===== Provided passage
How to Combine Sets in Python

A practical example of using sets to reconcile period-over-period movement for an insurance policy

In this article, I will go through various methods to join sets as well as an example of how these techniques may be used to explain year over year policyholder movement for an insurance policy.

Consider an insurance policy which has policyholders changing from year to year. What if we need to find out how many new policies came in this year? Or how many policies were terminated from the prior year? Typically, these questions can be answered using formulas in Microsoft Excel. Perhaps there is a better way…

In this example, we have the following policyholder ID’s from 2021-2023, as well as a list of policies which are included on the client’s terminated policy list. For each year, we will be using sets to find:

  • has_duplicates: the number of duplicate policy ID’s

  • new_policies: policy ID’s for new policyholders

  • retained_policies: policy ID’s for policyholders who remained active from prior year

  • dropped_policies: policy ID’s for policyholders who terminated their policies during the year

  • terminated_variance: policy ID’s that do not match between the calculated dropped_policies and list of expected terminated_policies

start_year = 2021

policy_ids = {
    2021: ['PL-01', 'PL-04', 'PL-06', 'PL-07', 'PL-08'],
    2022: ['PL-01', 'PL-04', 'PL-06', 'PL-09', 'PL-09', 'PL-10'],
    2023: ['PL-04', 'PL-09', 'PL-10', 'PL-11', 'PL-14', 'PL-15', 'PL-16', 'PL-17', 'PL-18']
}

terminated_policies = {
    2022: ['PL-06', 'PL-07', 'PL-08', 'PL-09'],
    2023: ['PL-06', 'PL-01', 'PL-04']
}

has_duplicates = {2021: set(), 2022: set(), 2023: set()}
new_policies = {2022: set(), 2023: set()}
retained_policies = {2022: set(), 2023: set()}
dropped_policies = {2022: set(), 2023: set()}
terminated_variance = {2021: set(), 2022: set(), 2023: set()}

Find all items in set 1 and set 2

Mathematical Notation:`

$${set_1\cup set_2}$$

In Python, there are 2 ways to write this:

set_1 | set_2

or, equivalently:

set_1.union(set_2)
==========
===== Dataset
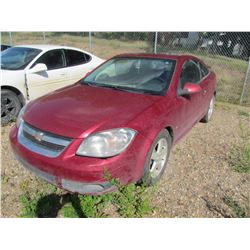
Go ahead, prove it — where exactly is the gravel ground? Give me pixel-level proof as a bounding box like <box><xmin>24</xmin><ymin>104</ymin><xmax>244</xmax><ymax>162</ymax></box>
<box><xmin>1</xmin><ymin>103</ymin><xmax>250</xmax><ymax>217</ymax></box>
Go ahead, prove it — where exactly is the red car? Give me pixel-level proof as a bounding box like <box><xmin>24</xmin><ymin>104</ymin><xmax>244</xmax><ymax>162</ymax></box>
<box><xmin>10</xmin><ymin>54</ymin><xmax>216</xmax><ymax>194</ymax></box>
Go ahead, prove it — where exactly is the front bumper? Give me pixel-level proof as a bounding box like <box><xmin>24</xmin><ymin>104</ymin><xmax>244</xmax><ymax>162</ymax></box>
<box><xmin>10</xmin><ymin>126</ymin><xmax>151</xmax><ymax>194</ymax></box>
<box><xmin>16</xmin><ymin>155</ymin><xmax>115</xmax><ymax>194</ymax></box>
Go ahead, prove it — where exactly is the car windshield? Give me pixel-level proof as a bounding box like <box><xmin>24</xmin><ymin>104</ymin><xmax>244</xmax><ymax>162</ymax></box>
<box><xmin>1</xmin><ymin>47</ymin><xmax>41</xmax><ymax>70</ymax></box>
<box><xmin>82</xmin><ymin>57</ymin><xmax>175</xmax><ymax>95</ymax></box>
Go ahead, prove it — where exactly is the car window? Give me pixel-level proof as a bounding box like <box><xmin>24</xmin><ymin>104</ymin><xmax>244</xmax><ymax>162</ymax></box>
<box><xmin>32</xmin><ymin>49</ymin><xmax>66</xmax><ymax>70</ymax></box>
<box><xmin>179</xmin><ymin>60</ymin><xmax>201</xmax><ymax>88</ymax></box>
<box><xmin>65</xmin><ymin>49</ymin><xmax>91</xmax><ymax>67</ymax></box>
<box><xmin>82</xmin><ymin>57</ymin><xmax>175</xmax><ymax>95</ymax></box>
<box><xmin>199</xmin><ymin>63</ymin><xmax>209</xmax><ymax>78</ymax></box>
<box><xmin>0</xmin><ymin>47</ymin><xmax>42</xmax><ymax>70</ymax></box>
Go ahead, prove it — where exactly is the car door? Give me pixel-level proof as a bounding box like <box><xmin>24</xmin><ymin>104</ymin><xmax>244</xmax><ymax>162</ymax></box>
<box><xmin>175</xmin><ymin>60</ymin><xmax>202</xmax><ymax>140</ymax></box>
<box><xmin>26</xmin><ymin>49</ymin><xmax>69</xmax><ymax>99</ymax></box>
<box><xmin>64</xmin><ymin>49</ymin><xmax>96</xmax><ymax>84</ymax></box>
<box><xmin>198</xmin><ymin>62</ymin><xmax>214</xmax><ymax>114</ymax></box>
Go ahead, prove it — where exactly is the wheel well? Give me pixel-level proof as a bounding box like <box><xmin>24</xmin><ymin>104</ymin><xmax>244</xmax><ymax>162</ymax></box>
<box><xmin>165</xmin><ymin>126</ymin><xmax>174</xmax><ymax>142</ymax></box>
<box><xmin>1</xmin><ymin>86</ymin><xmax>26</xmax><ymax>106</ymax></box>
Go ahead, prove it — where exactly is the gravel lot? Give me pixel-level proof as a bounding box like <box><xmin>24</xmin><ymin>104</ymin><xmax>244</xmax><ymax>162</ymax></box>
<box><xmin>1</xmin><ymin>103</ymin><xmax>250</xmax><ymax>217</ymax></box>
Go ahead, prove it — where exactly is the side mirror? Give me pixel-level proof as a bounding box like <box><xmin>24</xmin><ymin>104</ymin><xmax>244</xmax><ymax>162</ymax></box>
<box><xmin>179</xmin><ymin>82</ymin><xmax>202</xmax><ymax>96</ymax></box>
<box><xmin>28</xmin><ymin>63</ymin><xmax>48</xmax><ymax>74</ymax></box>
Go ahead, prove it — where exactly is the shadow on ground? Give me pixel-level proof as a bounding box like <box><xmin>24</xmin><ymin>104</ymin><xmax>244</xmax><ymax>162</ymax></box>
<box><xmin>36</xmin><ymin>194</ymin><xmax>87</xmax><ymax>218</ymax></box>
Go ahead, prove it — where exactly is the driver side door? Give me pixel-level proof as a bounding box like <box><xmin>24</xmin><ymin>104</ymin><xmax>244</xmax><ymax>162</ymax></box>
<box><xmin>176</xmin><ymin>60</ymin><xmax>202</xmax><ymax>140</ymax></box>
<box><xmin>26</xmin><ymin>49</ymin><xmax>69</xmax><ymax>99</ymax></box>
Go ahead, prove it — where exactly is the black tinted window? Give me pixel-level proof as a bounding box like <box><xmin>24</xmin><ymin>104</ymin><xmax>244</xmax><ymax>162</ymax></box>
<box><xmin>180</xmin><ymin>60</ymin><xmax>201</xmax><ymax>88</ymax></box>
<box><xmin>66</xmin><ymin>50</ymin><xmax>91</xmax><ymax>67</ymax></box>
<box><xmin>32</xmin><ymin>49</ymin><xmax>65</xmax><ymax>70</ymax></box>
<box><xmin>200</xmin><ymin>63</ymin><xmax>209</xmax><ymax>77</ymax></box>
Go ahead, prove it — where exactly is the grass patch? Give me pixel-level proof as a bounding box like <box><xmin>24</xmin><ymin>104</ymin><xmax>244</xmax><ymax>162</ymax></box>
<box><xmin>20</xmin><ymin>177</ymin><xmax>155</xmax><ymax>218</ymax></box>
<box><xmin>231</xmin><ymin>145</ymin><xmax>250</xmax><ymax>173</ymax></box>
<box><xmin>223</xmin><ymin>197</ymin><xmax>250</xmax><ymax>218</ymax></box>
<box><xmin>230</xmin><ymin>121</ymin><xmax>250</xmax><ymax>173</ymax></box>
<box><xmin>238</xmin><ymin>110</ymin><xmax>250</xmax><ymax>117</ymax></box>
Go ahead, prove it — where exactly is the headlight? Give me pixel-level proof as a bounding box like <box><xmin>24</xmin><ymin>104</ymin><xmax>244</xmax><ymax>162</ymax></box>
<box><xmin>76</xmin><ymin>128</ymin><xmax>136</xmax><ymax>157</ymax></box>
<box><xmin>16</xmin><ymin>105</ymin><xmax>26</xmax><ymax>128</ymax></box>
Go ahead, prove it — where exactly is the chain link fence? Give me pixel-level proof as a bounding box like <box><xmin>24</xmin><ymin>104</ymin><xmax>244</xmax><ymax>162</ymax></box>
<box><xmin>1</xmin><ymin>32</ymin><xmax>250</xmax><ymax>106</ymax></box>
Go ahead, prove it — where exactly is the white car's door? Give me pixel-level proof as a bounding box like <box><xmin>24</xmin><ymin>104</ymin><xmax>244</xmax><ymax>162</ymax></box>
<box><xmin>64</xmin><ymin>49</ymin><xmax>103</xmax><ymax>84</ymax></box>
<box><xmin>26</xmin><ymin>49</ymin><xmax>70</xmax><ymax>100</ymax></box>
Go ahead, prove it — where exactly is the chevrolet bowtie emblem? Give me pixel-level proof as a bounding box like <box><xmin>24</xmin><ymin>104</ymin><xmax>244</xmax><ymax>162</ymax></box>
<box><xmin>34</xmin><ymin>132</ymin><xmax>44</xmax><ymax>141</ymax></box>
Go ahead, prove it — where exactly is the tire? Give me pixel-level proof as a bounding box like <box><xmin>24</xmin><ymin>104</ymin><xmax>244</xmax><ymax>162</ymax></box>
<box><xmin>201</xmin><ymin>96</ymin><xmax>215</xmax><ymax>123</ymax></box>
<box><xmin>140</xmin><ymin>129</ymin><xmax>172</xmax><ymax>186</ymax></box>
<box><xmin>1</xmin><ymin>89</ymin><xmax>22</xmax><ymax>125</ymax></box>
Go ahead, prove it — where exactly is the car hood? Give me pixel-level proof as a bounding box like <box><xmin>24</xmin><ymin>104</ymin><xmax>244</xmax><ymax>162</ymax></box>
<box><xmin>24</xmin><ymin>84</ymin><xmax>162</xmax><ymax>138</ymax></box>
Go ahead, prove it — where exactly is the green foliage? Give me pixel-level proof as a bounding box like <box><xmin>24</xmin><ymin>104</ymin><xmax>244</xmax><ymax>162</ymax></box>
<box><xmin>224</xmin><ymin>197</ymin><xmax>250</xmax><ymax>218</ymax></box>
<box><xmin>230</xmin><ymin>121</ymin><xmax>250</xmax><ymax>173</ymax></box>
<box><xmin>113</xmin><ymin>183</ymin><xmax>153</xmax><ymax>218</ymax></box>
<box><xmin>20</xmin><ymin>192</ymin><xmax>41</xmax><ymax>218</ymax></box>
<box><xmin>239</xmin><ymin>110</ymin><xmax>250</xmax><ymax>117</ymax></box>
<box><xmin>231</xmin><ymin>145</ymin><xmax>250</xmax><ymax>173</ymax></box>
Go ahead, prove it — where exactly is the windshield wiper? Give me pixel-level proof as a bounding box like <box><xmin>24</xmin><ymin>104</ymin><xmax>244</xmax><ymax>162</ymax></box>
<box><xmin>82</xmin><ymin>81</ymin><xmax>159</xmax><ymax>95</ymax></box>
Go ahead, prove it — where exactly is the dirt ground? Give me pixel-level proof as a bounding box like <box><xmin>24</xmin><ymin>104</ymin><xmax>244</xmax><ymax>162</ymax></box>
<box><xmin>1</xmin><ymin>103</ymin><xmax>250</xmax><ymax>217</ymax></box>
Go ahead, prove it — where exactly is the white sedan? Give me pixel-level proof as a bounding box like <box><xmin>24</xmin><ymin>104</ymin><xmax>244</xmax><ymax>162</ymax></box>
<box><xmin>0</xmin><ymin>45</ymin><xmax>104</xmax><ymax>124</ymax></box>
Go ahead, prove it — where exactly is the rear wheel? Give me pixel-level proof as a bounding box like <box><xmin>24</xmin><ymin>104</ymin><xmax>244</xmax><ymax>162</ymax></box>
<box><xmin>142</xmin><ymin>129</ymin><xmax>172</xmax><ymax>186</ymax></box>
<box><xmin>201</xmin><ymin>96</ymin><xmax>215</xmax><ymax>123</ymax></box>
<box><xmin>1</xmin><ymin>89</ymin><xmax>21</xmax><ymax>125</ymax></box>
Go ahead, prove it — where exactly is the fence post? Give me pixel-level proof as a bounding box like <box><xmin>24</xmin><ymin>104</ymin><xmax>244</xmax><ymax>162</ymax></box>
<box><xmin>9</xmin><ymin>32</ymin><xmax>12</xmax><ymax>45</ymax></box>
<box><xmin>89</xmin><ymin>32</ymin><xmax>92</xmax><ymax>52</ymax></box>
<box><xmin>43</xmin><ymin>32</ymin><xmax>46</xmax><ymax>43</ymax></box>
<box><xmin>240</xmin><ymin>56</ymin><xmax>250</xmax><ymax>105</ymax></box>
<box><xmin>154</xmin><ymin>32</ymin><xmax>158</xmax><ymax>54</ymax></box>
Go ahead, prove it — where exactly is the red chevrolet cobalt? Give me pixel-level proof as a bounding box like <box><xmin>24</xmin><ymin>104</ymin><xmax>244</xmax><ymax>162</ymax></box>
<box><xmin>10</xmin><ymin>54</ymin><xmax>216</xmax><ymax>194</ymax></box>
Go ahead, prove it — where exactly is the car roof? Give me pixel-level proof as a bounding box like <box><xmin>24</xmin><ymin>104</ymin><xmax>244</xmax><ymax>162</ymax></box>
<box><xmin>14</xmin><ymin>44</ymin><xmax>83</xmax><ymax>51</ymax></box>
<box><xmin>114</xmin><ymin>53</ymin><xmax>199</xmax><ymax>60</ymax></box>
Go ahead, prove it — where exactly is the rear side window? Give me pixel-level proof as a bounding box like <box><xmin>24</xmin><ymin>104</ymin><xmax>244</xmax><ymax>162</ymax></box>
<box><xmin>180</xmin><ymin>60</ymin><xmax>201</xmax><ymax>88</ymax></box>
<box><xmin>65</xmin><ymin>50</ymin><xmax>91</xmax><ymax>67</ymax></box>
<box><xmin>32</xmin><ymin>49</ymin><xmax>66</xmax><ymax>70</ymax></box>
<box><xmin>200</xmin><ymin>63</ymin><xmax>209</xmax><ymax>77</ymax></box>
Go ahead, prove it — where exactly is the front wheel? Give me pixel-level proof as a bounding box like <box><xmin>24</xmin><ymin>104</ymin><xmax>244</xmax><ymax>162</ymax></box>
<box><xmin>201</xmin><ymin>96</ymin><xmax>215</xmax><ymax>123</ymax></box>
<box><xmin>141</xmin><ymin>129</ymin><xmax>172</xmax><ymax>186</ymax></box>
<box><xmin>1</xmin><ymin>89</ymin><xmax>21</xmax><ymax>125</ymax></box>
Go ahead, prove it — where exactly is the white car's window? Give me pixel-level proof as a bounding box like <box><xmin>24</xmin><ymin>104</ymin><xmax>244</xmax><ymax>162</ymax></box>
<box><xmin>1</xmin><ymin>47</ymin><xmax>41</xmax><ymax>70</ymax></box>
<box><xmin>65</xmin><ymin>49</ymin><xmax>91</xmax><ymax>67</ymax></box>
<box><xmin>31</xmin><ymin>49</ymin><xmax>66</xmax><ymax>70</ymax></box>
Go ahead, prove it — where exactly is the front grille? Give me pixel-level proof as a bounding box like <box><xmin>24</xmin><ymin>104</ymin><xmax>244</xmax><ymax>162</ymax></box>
<box><xmin>23</xmin><ymin>130</ymin><xmax>65</xmax><ymax>151</ymax></box>
<box><xmin>18</xmin><ymin>121</ymin><xmax>72</xmax><ymax>157</ymax></box>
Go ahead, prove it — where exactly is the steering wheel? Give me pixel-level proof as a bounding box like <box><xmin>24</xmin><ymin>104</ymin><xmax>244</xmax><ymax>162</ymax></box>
<box><xmin>95</xmin><ymin>73</ymin><xmax>110</xmax><ymax>80</ymax></box>
<box><xmin>154</xmin><ymin>76</ymin><xmax>166</xmax><ymax>83</ymax></box>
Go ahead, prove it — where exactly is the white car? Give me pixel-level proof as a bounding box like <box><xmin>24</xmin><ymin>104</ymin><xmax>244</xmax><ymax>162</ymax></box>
<box><xmin>0</xmin><ymin>45</ymin><xmax>104</xmax><ymax>124</ymax></box>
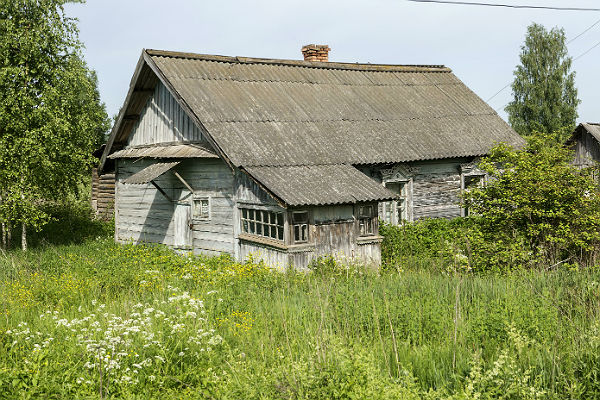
==========
Goal of the exercise:
Answer these from the Python sets article above:
(a) According to the article, which program is typically used, with formulas, to answer questions about new and terminated policies?
(b) Which policy ID is listed twice for 2022?
(c) What two ways of writing the union of set_1 and set_2 in Python does the article give?

Exercise output:
(a) Microsoft Excel
(b) PL-09
(c) set_1 | set_2 and set_1.union(set_2)